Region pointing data

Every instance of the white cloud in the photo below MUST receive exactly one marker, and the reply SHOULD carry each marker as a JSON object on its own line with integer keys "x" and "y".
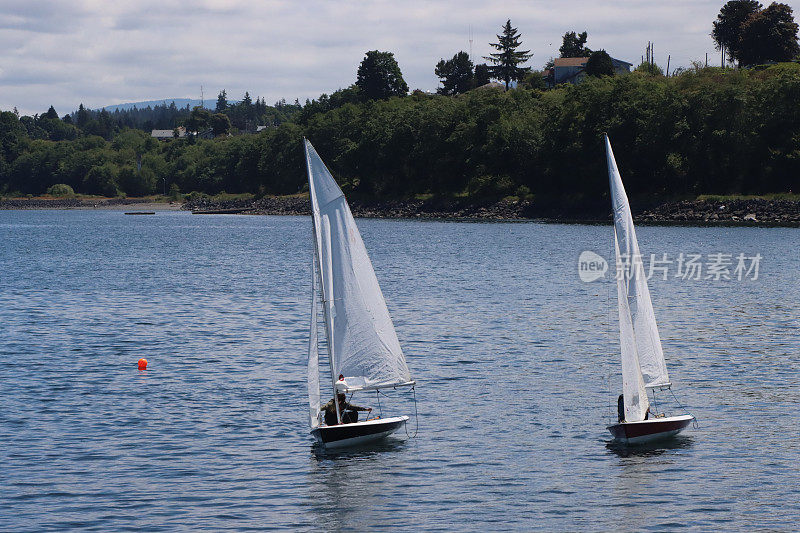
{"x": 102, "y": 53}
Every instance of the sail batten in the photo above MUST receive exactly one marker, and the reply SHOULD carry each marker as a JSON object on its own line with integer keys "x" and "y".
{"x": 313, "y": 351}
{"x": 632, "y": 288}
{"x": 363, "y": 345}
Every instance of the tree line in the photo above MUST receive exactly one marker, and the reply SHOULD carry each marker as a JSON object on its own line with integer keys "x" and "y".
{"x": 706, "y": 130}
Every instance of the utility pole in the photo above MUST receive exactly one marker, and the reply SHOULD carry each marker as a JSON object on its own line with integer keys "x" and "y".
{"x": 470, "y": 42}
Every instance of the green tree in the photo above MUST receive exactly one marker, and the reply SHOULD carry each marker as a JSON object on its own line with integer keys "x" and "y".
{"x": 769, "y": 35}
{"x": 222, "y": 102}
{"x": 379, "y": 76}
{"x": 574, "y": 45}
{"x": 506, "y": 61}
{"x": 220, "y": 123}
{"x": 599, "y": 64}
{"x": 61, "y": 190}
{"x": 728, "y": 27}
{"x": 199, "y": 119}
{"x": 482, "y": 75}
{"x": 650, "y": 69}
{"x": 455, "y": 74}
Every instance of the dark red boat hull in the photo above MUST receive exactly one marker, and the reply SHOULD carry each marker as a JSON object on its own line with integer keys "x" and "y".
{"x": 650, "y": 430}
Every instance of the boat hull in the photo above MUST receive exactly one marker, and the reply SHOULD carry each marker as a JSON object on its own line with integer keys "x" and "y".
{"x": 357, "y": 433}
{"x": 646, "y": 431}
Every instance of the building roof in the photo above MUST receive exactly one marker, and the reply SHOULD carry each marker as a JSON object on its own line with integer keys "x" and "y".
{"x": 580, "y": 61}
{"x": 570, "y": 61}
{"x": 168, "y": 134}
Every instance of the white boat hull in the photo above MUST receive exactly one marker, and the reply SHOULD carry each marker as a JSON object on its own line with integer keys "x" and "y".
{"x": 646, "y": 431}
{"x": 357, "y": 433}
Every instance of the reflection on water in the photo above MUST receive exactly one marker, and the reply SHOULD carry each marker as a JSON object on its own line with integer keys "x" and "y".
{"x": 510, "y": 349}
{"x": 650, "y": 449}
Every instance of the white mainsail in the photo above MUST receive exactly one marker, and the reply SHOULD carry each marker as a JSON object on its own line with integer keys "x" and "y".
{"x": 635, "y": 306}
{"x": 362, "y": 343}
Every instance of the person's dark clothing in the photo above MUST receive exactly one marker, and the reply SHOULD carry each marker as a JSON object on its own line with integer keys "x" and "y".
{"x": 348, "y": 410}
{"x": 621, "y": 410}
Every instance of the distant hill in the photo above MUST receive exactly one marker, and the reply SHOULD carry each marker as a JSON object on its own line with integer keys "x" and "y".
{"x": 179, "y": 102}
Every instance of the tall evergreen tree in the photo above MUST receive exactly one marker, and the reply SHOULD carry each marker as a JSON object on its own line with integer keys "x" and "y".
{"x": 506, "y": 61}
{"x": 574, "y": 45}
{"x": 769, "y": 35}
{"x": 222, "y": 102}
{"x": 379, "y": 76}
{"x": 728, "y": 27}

### [About this exercise]
Give back each line above verbatim, dropping every picture.

### [Expected answer]
Every instance of the white cloud in the photo below MUST receive exactly one marker, and the reply SHOULD carry each marker as a JSON object on its own line with integer keys "x" and "y".
{"x": 102, "y": 53}
Every instance of the sail batten in the photo above MUST receive exactly one marker, and the reply SHOULD carry each marker as a JSON object on its own line with integer keys "x" and "y".
{"x": 313, "y": 351}
{"x": 632, "y": 288}
{"x": 363, "y": 345}
Every instance of the tree line in the photo above MUST receive exactly one marker, and the reply SHOULD carry each marker as a JSON object on its own line with integer keys "x" and "y".
{"x": 706, "y": 130}
Every instance of the utility pole in the photo above MUST receive exactly one marker, and the reply SHOULD carry each marker as a JSON object on its own line with integer keys "x" and "y".
{"x": 470, "y": 42}
Every instance of the green tree in the photo above MUST receive exactly one marker, and the reply SHOULD carry each marker as a JSON object on its own line with integer keys "x" and "y".
{"x": 769, "y": 35}
{"x": 222, "y": 102}
{"x": 379, "y": 76}
{"x": 574, "y": 45}
{"x": 506, "y": 61}
{"x": 220, "y": 123}
{"x": 599, "y": 64}
{"x": 61, "y": 190}
{"x": 728, "y": 27}
{"x": 199, "y": 119}
{"x": 482, "y": 75}
{"x": 650, "y": 69}
{"x": 455, "y": 74}
Every instance of the dark red boat hull in the photo above MUST receive exactly one marker, and the reply SHOULD carry each marker as a JSON object on its own line with integer keys "x" and "y".
{"x": 650, "y": 430}
Every instance of the boat hull in the photo above MUST receive exactly one marker, and the reply SHOULD carry each marker as a JSON object on its own line with integer keys "x" and "y".
{"x": 357, "y": 433}
{"x": 646, "y": 431}
Every instance of the building roof in the photo above MUST receive exactly one marker, and the reply SHOULD carry each marker as a JSON object on its own line with integer keys "x" and "y".
{"x": 580, "y": 61}
{"x": 570, "y": 61}
{"x": 168, "y": 134}
Every instance of the white boat hull in the photo above MUST receive exactly one marker, and the reply SHOULD carry each marker as a JSON object on its own line with integer keys "x" and "y".
{"x": 646, "y": 431}
{"x": 357, "y": 433}
Every instance of the reflection on water in the photo above MUST receive exactly one marker, and the reply SHOULD carry each marker as a JSON object on its own line with integer keys "x" and "y".
{"x": 510, "y": 349}
{"x": 650, "y": 449}
Every instance of the white mainsail in the photo above MUST receive exactly one marker, and the reply SHOULD carry each marker as a JSON object on its own line with integer keys "x" and "y".
{"x": 635, "y": 306}
{"x": 362, "y": 343}
Every instance of the person's dark clothing in the photo above MUST receive exactly one marker, and the reply SHOULD carry each marker as a JSON object on its own line with integer keys "x" and "y".
{"x": 348, "y": 410}
{"x": 621, "y": 410}
Every instance of the distant hill in the photo above MUST receive exactly one marker, and the reply SHOULD carry each marker as a JSON object on its own line with integer keys "x" and "y".
{"x": 179, "y": 102}
Every instance of the tall evergreen tree in the photo above MUST receive exactly one marker, and the reply SHOULD carry each marker as a JSON object on its own line with integer keys "x" and "y".
{"x": 506, "y": 61}
{"x": 574, "y": 45}
{"x": 769, "y": 35}
{"x": 222, "y": 102}
{"x": 379, "y": 76}
{"x": 728, "y": 27}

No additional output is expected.